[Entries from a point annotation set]
#####

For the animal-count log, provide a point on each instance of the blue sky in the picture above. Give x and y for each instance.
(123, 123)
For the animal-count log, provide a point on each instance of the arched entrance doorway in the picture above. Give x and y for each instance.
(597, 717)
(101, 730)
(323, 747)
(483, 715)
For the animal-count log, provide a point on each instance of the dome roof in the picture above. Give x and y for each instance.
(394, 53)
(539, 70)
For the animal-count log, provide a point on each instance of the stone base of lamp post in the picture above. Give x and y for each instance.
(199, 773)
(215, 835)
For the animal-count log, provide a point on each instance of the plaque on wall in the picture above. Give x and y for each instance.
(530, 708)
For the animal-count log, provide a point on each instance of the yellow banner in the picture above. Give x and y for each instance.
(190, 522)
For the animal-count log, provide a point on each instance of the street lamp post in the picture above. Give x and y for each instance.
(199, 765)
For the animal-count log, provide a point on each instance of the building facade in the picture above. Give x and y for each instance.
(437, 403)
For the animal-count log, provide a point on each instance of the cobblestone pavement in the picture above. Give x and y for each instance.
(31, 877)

#####

**Goal:** Reproduce, word for word, every line starting at the line that contains "of the arched" and ending with the final line of the entries.

**Response to this exercise:**
For the animal-count log, provide a point on each instance of the arched entrance doorway in the picture above. Give x and y for each instance.
(597, 717)
(101, 730)
(323, 747)
(483, 715)
For the animal-count log, provide a point on each instance of the dome roof in the picture above. Give x and y for each instance.
(394, 53)
(539, 70)
For the animal-count log, provide a point on each instance of the stone base of lamp post in the picture above. Give x and y for each instance.
(199, 773)
(215, 835)
For the animal-count log, provide a point on each instance of the plaque on wall in the picture above. Give x and y for each instance.
(530, 708)
For the animal-count log, provide a point on each instance of the yellow banner in the picture above. Give x and y for each instance.
(190, 522)
For the animal-count log, provide a point on each instance of the street lamp post in the picture above. Give x and y for each instance.
(199, 765)
For the animal-count log, provide a point on each instance of the building facade in the picture above. Give x and y for each instance.
(437, 403)
For the animal-count log, provide a point on each instance of the cobblestone pavement in the picture above. Give x and y for each instance.
(31, 877)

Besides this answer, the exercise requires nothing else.